- AIM -
In the entries below, find the line containing "the grass in". Copy it and all lines after it, exactly, through the end.

- DATA EXTRACT -
....
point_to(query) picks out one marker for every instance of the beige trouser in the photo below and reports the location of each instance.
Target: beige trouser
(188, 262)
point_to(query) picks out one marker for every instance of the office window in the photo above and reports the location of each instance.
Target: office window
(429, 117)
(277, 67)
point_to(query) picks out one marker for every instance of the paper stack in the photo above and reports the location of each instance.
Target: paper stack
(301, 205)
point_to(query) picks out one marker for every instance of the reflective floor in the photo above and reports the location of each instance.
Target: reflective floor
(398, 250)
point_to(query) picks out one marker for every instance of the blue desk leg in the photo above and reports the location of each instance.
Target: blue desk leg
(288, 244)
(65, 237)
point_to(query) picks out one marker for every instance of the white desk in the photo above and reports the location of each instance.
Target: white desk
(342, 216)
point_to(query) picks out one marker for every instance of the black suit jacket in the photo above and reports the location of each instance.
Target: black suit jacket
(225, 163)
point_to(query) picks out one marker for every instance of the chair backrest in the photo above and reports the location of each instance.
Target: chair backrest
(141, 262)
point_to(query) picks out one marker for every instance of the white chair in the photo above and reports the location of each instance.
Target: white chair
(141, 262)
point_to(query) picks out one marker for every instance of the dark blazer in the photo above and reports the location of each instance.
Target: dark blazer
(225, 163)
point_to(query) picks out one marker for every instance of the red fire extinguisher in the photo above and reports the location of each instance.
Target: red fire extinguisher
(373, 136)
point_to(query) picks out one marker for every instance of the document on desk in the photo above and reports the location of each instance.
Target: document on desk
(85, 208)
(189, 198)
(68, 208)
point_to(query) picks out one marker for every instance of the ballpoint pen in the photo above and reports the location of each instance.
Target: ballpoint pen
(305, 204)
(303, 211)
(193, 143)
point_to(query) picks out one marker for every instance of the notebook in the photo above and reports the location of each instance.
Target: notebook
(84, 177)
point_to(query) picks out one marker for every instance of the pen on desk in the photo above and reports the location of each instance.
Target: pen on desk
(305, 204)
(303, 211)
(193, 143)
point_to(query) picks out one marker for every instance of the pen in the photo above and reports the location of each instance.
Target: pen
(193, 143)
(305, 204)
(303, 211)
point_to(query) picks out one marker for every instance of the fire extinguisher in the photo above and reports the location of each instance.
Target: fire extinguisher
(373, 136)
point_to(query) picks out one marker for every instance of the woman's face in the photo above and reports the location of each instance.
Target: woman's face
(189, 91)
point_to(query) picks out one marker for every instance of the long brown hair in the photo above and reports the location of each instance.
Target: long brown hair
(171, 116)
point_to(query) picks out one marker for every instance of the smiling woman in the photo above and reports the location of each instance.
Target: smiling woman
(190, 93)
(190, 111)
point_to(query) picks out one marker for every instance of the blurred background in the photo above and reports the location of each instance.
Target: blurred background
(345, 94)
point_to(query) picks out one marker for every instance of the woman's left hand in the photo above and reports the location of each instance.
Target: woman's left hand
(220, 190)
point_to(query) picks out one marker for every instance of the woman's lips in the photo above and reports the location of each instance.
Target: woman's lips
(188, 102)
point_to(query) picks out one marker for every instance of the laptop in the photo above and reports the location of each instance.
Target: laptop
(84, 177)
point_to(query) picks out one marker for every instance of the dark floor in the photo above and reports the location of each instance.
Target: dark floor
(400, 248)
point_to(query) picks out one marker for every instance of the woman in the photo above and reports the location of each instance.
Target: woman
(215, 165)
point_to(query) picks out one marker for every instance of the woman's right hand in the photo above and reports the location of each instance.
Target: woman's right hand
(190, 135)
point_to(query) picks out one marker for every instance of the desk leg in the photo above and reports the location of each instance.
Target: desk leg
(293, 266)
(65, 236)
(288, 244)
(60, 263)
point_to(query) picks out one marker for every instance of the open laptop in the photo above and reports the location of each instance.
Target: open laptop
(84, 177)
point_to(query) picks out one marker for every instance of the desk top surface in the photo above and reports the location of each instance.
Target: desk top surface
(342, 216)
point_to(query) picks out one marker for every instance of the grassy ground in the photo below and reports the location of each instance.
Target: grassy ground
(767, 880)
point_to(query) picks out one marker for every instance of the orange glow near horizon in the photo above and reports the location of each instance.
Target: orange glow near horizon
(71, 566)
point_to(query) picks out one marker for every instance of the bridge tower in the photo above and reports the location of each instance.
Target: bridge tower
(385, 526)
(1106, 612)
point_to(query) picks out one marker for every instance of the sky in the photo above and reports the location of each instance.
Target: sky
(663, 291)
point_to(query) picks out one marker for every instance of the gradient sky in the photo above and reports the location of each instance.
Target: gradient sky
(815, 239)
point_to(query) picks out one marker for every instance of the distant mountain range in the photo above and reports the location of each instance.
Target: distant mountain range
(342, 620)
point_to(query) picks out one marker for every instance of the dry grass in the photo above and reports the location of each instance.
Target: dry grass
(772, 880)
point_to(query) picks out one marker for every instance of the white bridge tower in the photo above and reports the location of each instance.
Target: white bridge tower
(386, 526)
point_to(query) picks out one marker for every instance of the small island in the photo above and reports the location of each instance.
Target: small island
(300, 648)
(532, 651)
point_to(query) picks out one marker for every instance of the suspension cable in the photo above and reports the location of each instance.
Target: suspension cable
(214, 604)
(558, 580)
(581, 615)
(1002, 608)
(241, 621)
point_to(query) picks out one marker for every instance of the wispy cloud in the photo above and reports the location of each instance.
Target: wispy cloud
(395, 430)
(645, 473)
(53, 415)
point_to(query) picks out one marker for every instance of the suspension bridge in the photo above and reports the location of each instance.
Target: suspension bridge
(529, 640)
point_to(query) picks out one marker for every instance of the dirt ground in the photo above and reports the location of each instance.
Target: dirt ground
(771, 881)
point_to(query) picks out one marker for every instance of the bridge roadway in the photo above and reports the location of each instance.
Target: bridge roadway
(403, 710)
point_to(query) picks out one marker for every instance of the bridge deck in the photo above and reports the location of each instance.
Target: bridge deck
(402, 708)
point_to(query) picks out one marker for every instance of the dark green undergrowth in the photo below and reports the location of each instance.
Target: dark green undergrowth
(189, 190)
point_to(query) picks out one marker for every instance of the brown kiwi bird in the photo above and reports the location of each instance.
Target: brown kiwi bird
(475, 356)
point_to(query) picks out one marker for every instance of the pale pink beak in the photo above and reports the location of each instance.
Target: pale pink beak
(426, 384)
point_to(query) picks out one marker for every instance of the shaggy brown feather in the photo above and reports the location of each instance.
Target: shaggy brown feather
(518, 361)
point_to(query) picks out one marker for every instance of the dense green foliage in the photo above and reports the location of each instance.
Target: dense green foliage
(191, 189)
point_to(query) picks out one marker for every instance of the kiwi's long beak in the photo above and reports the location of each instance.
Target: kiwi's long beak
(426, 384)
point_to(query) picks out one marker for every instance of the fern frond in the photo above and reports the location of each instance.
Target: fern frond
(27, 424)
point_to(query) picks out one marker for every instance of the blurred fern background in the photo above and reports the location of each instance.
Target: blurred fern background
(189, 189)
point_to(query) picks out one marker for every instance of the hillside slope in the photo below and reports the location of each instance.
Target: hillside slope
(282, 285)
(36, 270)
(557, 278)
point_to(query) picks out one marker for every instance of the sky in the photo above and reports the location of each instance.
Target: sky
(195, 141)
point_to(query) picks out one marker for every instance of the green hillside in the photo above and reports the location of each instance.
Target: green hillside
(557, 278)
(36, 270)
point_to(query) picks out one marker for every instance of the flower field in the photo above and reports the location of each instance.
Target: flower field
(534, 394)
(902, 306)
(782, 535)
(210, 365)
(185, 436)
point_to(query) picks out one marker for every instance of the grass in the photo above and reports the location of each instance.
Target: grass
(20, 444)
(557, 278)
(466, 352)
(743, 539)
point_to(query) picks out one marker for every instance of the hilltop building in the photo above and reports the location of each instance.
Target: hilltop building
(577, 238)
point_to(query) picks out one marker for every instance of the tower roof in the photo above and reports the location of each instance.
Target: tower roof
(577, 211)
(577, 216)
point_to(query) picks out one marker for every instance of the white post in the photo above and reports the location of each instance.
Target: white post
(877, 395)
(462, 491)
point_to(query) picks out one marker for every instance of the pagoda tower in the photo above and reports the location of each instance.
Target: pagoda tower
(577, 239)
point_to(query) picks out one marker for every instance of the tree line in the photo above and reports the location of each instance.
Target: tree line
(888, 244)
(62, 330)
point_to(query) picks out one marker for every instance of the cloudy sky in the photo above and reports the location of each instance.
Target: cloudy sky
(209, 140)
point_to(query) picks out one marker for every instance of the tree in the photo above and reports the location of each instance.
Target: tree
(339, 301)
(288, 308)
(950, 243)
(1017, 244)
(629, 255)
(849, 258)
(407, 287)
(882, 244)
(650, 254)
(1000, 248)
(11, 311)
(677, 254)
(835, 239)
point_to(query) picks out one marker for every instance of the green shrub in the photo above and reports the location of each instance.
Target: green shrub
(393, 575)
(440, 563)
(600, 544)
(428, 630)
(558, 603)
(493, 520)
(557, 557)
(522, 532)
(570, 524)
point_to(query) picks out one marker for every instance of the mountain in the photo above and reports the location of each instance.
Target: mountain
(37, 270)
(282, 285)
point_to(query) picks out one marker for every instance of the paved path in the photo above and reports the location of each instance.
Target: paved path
....
- SOLUTION FOR THIS TASK -
point_to(query) picks out one marker for every instance of the grass in the photo above and reports the location of each instance.
Target: grass
(20, 444)
(557, 278)
(466, 352)
(743, 539)
point_to(query) picks out one marker for every instance of the hilltop building in the photo above and reports the location of each instance.
Target: hilltop building
(577, 238)
point_to(query) picks out one marker for every instance of the tower roof in the photo above and reports the location of each instance.
Target: tower roof
(577, 211)
(577, 216)
point_to(query) picks out one marker for every instance of the white post in the photo above and reports the location of each instance.
Target: white post
(877, 395)
(462, 491)
point_to(query) picks out one marker for every instance of the pagoda tower in the photo above and reports the location of each instance.
Target: pagoda tower
(577, 239)
point_to(query) picks out one marker for every instance of the tree line in the photo above and reports the location of each instance.
Target: tree line
(888, 244)
(62, 330)
point_to(query) picks out one marker for every instance of the cloudy sky in the photo above and reports the location of each instance.
Target: cloudy sky
(209, 140)
point_to(query) picks out one marker for every instance of the tree in the photo above and reports the location of each instance.
Target: tree
(339, 301)
(288, 308)
(950, 243)
(1017, 244)
(629, 255)
(849, 258)
(407, 287)
(882, 244)
(650, 254)
(1000, 248)
(11, 311)
(677, 254)
(835, 239)
point_to(query) picks out one marker for every instance of the green shrub in the photo above and reports the location of each instance.
Target: green shrub
(393, 575)
(440, 563)
(600, 544)
(428, 630)
(558, 603)
(493, 520)
(557, 557)
(522, 532)
(570, 524)
point_to(query) picks out one marker for every instance of the mountain in the photo above and reports the location of each instance.
Target: mountain
(37, 270)
(282, 285)
point_to(query) picks out one marker for every instance of the paved path in the photo above and reports the location of each instance.
Target: paved path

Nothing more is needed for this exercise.